Set of tasks:
1/ In the suffragette passage, list every object or artwork that was damaged during the protests that followed the 21 May 1914 petition attempt, along with where each was located.
2/ For each statement below, decide whether the suffragette passage supports it, answering yes or no and quoting the deciding words: (a) Mrs Pankhurst was arrested at Plymouth when she came back from America. (b) The timber yard burned in protest was in Dover. (c) After her arrest at the 21 May 1914 petition, Mrs Pankhurst was released following a ten-day strike.
3/ Please continue the suffragette passage, starting after its final sentence.

** start of Document excerpt **

On 4 December 1913 Mrs Pankhurst was arrested at Plymouth on her return to England from America, where she had been on a speaking tour. She was released after a hunger strike and went to Paris, where her daughter Christabel Pankhurst had fled the previous year to avoid arrest. Mrs Pankhurst was rearrested in Dover on her return, and went on a hunger, thirst and sleep strike. Protesting against her treatment, suffragettes burned a timber yard at Devonport, near Plymouth, on 15 December. The message, “Our reply to the torture of Mrs Pankhurst, and her cowardly arrest at Plymouth” was left at the scene. A second card left at the scene read, “How dare you arrest Mrs Pankhurst and allow Sir Edward Carson and Mr Bonar Law to go free?”  

Edward Carson and Andrew Bonar Law were leaders of the Ulster Unionist movement, which was pledged to resist Irish Home Rule by force; the armed Ulster Volunteer Force was formed in 1912. When the Bishop of London condemned suffragette militancy, Mrs Pankhurst protested, “Why does he condemn militancy on the part of women while, presumably, he approves (since he remains silent) the preparations made by men in Ireland to destroy, not only property, but human life?” 

The WSPU attempted to petition the King on 21 May 1914, but were turned away from Buckingham Palace by cordons of police. It was a violent affair, with mounted police  charges and brutal treatment of the women by police officers and men in the crowd. Sylvia Pankhurst called it a “day of woman bating indeed”. Mrs Pankhurst was arrested and taken to Holloway. She was released after a five day hunger and thirst strike. Sixty six women and two men were also arrested, and when they appeared in court the next morning there were noisy demonstrations inside and outside, and eight more arrests were made. The protests continued over the next few days. Pictures were slashed at the National Gallery, a mummy case broken at the British Museum, and a portrait of the King in the Royal Scottish Academy was damaged.

** end of Document excerpt **
** start of Data entries **

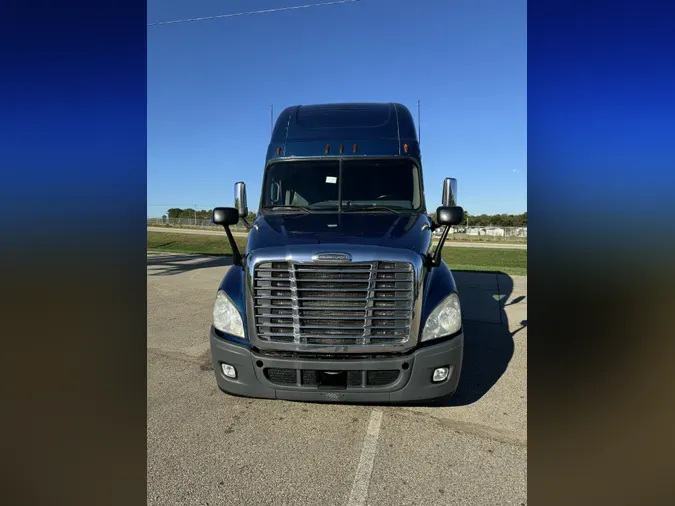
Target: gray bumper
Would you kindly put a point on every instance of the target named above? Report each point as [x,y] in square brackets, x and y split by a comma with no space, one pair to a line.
[413,382]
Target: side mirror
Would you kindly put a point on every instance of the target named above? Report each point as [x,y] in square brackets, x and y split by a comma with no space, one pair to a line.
[225,216]
[240,198]
[449,192]
[449,215]
[445,215]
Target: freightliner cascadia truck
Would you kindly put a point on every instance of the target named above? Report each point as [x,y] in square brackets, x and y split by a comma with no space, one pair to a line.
[340,295]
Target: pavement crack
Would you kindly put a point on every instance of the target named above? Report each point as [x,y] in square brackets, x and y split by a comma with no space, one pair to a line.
[474,429]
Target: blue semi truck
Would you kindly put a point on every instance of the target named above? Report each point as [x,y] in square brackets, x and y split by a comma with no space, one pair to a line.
[340,295]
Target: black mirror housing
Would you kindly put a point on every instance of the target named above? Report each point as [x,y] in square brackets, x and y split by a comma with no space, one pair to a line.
[452,215]
[225,216]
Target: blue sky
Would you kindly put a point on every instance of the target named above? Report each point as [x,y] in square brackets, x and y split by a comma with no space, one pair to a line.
[211,84]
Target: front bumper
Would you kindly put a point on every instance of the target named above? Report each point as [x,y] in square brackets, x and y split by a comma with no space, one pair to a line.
[412,384]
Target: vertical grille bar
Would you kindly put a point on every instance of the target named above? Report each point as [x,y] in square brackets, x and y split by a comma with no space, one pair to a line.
[370,304]
[294,301]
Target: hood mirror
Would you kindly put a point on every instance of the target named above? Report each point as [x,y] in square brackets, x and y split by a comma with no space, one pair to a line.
[449,192]
[240,198]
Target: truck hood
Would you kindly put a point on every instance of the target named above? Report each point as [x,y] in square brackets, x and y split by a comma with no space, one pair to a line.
[406,231]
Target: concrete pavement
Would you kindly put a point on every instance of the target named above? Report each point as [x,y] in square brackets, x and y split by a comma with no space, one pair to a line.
[448,243]
[205,447]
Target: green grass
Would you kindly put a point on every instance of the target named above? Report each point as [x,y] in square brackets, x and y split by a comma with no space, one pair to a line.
[510,261]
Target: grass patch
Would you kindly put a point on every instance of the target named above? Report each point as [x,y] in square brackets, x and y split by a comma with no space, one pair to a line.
[510,261]
[192,243]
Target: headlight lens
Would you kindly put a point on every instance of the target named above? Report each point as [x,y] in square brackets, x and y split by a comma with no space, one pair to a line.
[226,317]
[444,320]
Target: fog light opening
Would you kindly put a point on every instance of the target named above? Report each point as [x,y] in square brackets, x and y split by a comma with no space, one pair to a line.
[440,374]
[229,370]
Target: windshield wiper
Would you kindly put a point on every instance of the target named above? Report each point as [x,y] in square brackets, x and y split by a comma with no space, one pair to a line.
[370,207]
[288,208]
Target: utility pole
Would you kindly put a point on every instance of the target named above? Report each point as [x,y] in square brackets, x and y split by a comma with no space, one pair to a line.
[419,125]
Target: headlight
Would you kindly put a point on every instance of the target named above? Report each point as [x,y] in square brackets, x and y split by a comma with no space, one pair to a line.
[226,317]
[444,320]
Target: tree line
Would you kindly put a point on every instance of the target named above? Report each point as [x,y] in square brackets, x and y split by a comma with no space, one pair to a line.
[492,220]
[479,220]
[177,212]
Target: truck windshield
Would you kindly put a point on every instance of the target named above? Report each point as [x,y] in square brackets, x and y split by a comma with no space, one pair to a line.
[392,185]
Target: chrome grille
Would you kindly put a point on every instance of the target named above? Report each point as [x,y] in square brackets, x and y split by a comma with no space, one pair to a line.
[337,304]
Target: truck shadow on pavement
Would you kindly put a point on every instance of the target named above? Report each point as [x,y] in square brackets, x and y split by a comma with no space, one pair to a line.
[488,336]
[167,264]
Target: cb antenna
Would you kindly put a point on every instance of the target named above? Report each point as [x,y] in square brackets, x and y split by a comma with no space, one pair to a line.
[419,125]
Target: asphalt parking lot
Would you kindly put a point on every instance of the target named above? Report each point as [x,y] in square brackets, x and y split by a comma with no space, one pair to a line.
[205,447]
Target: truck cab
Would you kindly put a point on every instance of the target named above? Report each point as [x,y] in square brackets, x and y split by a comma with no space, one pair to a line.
[340,295]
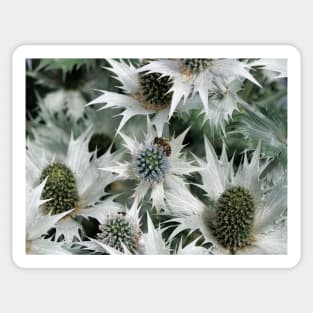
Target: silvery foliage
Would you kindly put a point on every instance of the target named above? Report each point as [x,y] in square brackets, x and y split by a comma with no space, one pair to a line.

** end of Data entries **

Answers for this exercise:
1/
- Pictures at the National Gallery
- A mummy case at the British Museum
- A portrait of the King at the Royal Scottish Academy

2/
(a) Yes: "On 4 December 1913 Mrs Pankhurst was arrested at Plymouth on her return to England from America"
(b) No: "suffragettes burned a timber yard at Devonport, near Plymouth"
(c) No: "She was released after a five day hunger and thirst strike."

3/
Yet, as Mrs Pankhurst pointed out, while the King refused to receive militant women, on 24 July 1914 he received a deputation of militant men led by Edward Carson during a  conference at Buckingham Palace to discuss the situation in Ireland. Members of Sylvia Pankhurst’s East End Suffrage Federation picketed outside with posters saying “The King must call a conference on Votes for Women”. 

The King did not call a conference on votes for women, and the WSPU continued to protest about the double standard. Men, Mrs Pankhurst said, “have decided that it is entirely right and proper for men to fight for their liberties and their rights, but that it is not right and proper for women to fight for theirs…Well, the Suffragettes absolutely repudiate that double standard of morals.”